▸ Source passage:
Designing the Evita Query Language for the GraphQL API

In evitaDB (like in many other databases), in order to get any data, you need to somehow ask which data you want. The GraphQL language is, however, specific and needs a specific syntax.

A set of these questions is called a query. Each query contains several questions or some sort of hints to filter, sort, return or format the desired data. We call these constraints. We have 4 basic types of constraints: head, filter, order and require. Head constraints specify some metadata, such as: which collection of entities will the query be searching. Filter constraints simply filter entities by the defined conditions. Order constraints sort entities by their entity properties (attributes, prices, etc.). At last, require constraints define what the output data will contain: will it be just entities? How rich will these entities be? Will there be some other data like a facet summary, parent entities and so on?

Original Java Query Language

Initially, because evitaDB is embeddable, we created the query language only in Java using basic POJOs and static factory methods for easier creation of individual constraints. These constraints can be nested inside constraint containers to represent more complex queries.

This enabled us to use quite a variety of all kinds of conditions and their combinations and allowed Java developers using the embedded version of evitaDB and us to test evitaDB in a type-safe manner with code completion.

The Query Language for external APIs

Unfortunately, this Java approach cannot be used with external APIs like GraphQL, REST or gRPC. Therefore, we needed another way of declaring queries. Our first attempt was to create a DSL with a parser that would copy the Java design of constraints, but it could be parsed from any string. We achieved this by using the ANTLR4 library to define our DSL from which the lexer and the parser were generated. Thanks to this parser, we were able to parse a query from any string from any API, although it lacked type-safety and code completion (there was no time to build a custom plugin or LSP for IDE syntax validation and autocompletion). We used it only to build the gRPC API because gRPC doesn’t allow simple objects with generics and arbitrary parameters like Java. But GraphQL and REST APIs work with JSON objects, so we wanted to come up with something a little bit different that would fit the JSON language and could be potentially backed by the GraphQL or REST schema (unlike the plain string query).

GraphQL API Query Language

When we were building the GraphQL API we were amazed by the code completion and documentation right at your hands when writing GraphQL queries and how much you can customize the form of the returned data. This gave us an idea to use our internal evitaDB schemas for catalogs and entities to build a mechanism that would generate an entire GraphQL schema from our internal schemas. It would bring an “automated” documentation and enable intelligent code completion that would lead the users on what and how to query and help them avoid mistakes in the query. But we didn’t stop there, we also wanted to take our query language and generate GraphQL schema for it so it can be used with code completion as well as the rest of GraphQL queries as mentioned above.

Our requirements

In order to support all features of our original query language we wanted:

the GraphQL Query Language be similar to the original Java Query Language
to be able to define classifiers for each constraint (to locate data)
to be able to define values for comparison
to be able to define child constraints inside parents constraints
to have both, a single constraint, or an array of multiple constraints
to be able to combine all of the above

In addition to that we wanted to use power of GraphQL schema and editors and enhance it with the following criteria:

see only those constraints that make sense for a particular entity collection
in nested constraints, see only constraints that make sense in that particular context
instead of rather generic constraints where a classifier and any comparable value are inserted as arguments, generate specific versions of those generic constraints based on entity schemas to further tell client what data and data types they can query

Inspiration

We started by researching what other database designers have come up with in this subject of interest. We found several articles and documentations about attempts of creating such DSLs.

▸ Dataset excerpts:
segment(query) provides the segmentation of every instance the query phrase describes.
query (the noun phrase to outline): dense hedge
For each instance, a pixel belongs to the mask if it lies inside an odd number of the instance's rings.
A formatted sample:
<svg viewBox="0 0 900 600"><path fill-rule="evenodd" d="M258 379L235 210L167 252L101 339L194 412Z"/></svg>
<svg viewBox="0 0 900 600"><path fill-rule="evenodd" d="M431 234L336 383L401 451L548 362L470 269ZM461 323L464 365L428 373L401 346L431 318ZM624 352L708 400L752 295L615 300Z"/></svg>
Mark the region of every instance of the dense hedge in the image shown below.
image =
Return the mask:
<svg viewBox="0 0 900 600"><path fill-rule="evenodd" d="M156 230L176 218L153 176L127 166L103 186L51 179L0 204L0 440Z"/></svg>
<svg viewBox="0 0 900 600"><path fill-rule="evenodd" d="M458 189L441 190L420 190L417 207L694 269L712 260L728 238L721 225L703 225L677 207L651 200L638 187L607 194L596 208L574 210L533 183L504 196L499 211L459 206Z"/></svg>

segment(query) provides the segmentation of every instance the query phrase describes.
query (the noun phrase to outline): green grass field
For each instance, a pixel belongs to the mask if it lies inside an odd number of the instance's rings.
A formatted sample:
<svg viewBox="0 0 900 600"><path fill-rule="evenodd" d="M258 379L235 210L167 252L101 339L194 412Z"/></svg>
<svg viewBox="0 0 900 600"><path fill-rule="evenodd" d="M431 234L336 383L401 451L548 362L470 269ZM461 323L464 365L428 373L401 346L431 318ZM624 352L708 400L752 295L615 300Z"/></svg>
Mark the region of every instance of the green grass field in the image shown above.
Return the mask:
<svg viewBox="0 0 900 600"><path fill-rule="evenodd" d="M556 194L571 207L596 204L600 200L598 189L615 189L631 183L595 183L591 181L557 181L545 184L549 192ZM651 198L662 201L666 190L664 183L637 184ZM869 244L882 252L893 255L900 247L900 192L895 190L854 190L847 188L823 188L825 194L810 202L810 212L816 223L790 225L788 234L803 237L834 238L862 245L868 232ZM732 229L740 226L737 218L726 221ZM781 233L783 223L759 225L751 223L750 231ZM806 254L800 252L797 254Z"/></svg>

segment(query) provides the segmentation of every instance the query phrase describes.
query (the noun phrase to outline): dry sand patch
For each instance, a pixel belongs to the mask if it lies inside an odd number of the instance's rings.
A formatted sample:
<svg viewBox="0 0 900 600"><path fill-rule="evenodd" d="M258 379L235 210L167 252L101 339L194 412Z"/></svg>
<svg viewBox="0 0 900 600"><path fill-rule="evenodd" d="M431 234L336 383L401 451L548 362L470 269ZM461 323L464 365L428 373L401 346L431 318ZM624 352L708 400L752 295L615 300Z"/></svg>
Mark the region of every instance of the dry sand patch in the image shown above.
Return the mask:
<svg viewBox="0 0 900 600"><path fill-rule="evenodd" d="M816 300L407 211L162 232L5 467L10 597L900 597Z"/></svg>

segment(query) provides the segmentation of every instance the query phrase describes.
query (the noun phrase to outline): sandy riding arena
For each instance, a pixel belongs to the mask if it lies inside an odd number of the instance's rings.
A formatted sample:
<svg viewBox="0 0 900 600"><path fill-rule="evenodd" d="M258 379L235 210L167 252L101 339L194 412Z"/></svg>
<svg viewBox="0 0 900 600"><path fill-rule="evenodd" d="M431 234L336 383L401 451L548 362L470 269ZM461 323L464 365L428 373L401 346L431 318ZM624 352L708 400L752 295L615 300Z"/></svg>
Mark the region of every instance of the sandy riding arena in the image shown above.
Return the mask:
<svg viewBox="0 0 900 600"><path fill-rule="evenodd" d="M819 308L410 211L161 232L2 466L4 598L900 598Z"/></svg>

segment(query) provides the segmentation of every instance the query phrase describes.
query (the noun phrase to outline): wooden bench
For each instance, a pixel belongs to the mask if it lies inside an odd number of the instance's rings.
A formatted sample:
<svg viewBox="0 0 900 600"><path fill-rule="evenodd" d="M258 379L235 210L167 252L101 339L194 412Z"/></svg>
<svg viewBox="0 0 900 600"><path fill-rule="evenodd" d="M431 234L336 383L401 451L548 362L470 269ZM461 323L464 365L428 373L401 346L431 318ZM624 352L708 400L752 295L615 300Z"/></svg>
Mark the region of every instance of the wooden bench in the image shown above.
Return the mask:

▸ What is asked:
A: In the evitaDB query language article, copy out the part that begins with "Initially, because evitaDB" and ends with "more complex queries.", substituting "plain Java objects" for "POJOs".
B: According to the evitaDB query language article, which library was used to define the DSL from which the lexer and parser were generated?
None of the lines are needed for this work.

▸ Results in order:
A:
Initially, because evitaDB is embeddable, we created the query language only in Java using basic plain Java objects and static factory methods for easier creation of individual constraints. These constraints can be nested inside constraint containers to represent more complex queries.

B: The ANTLR4 library.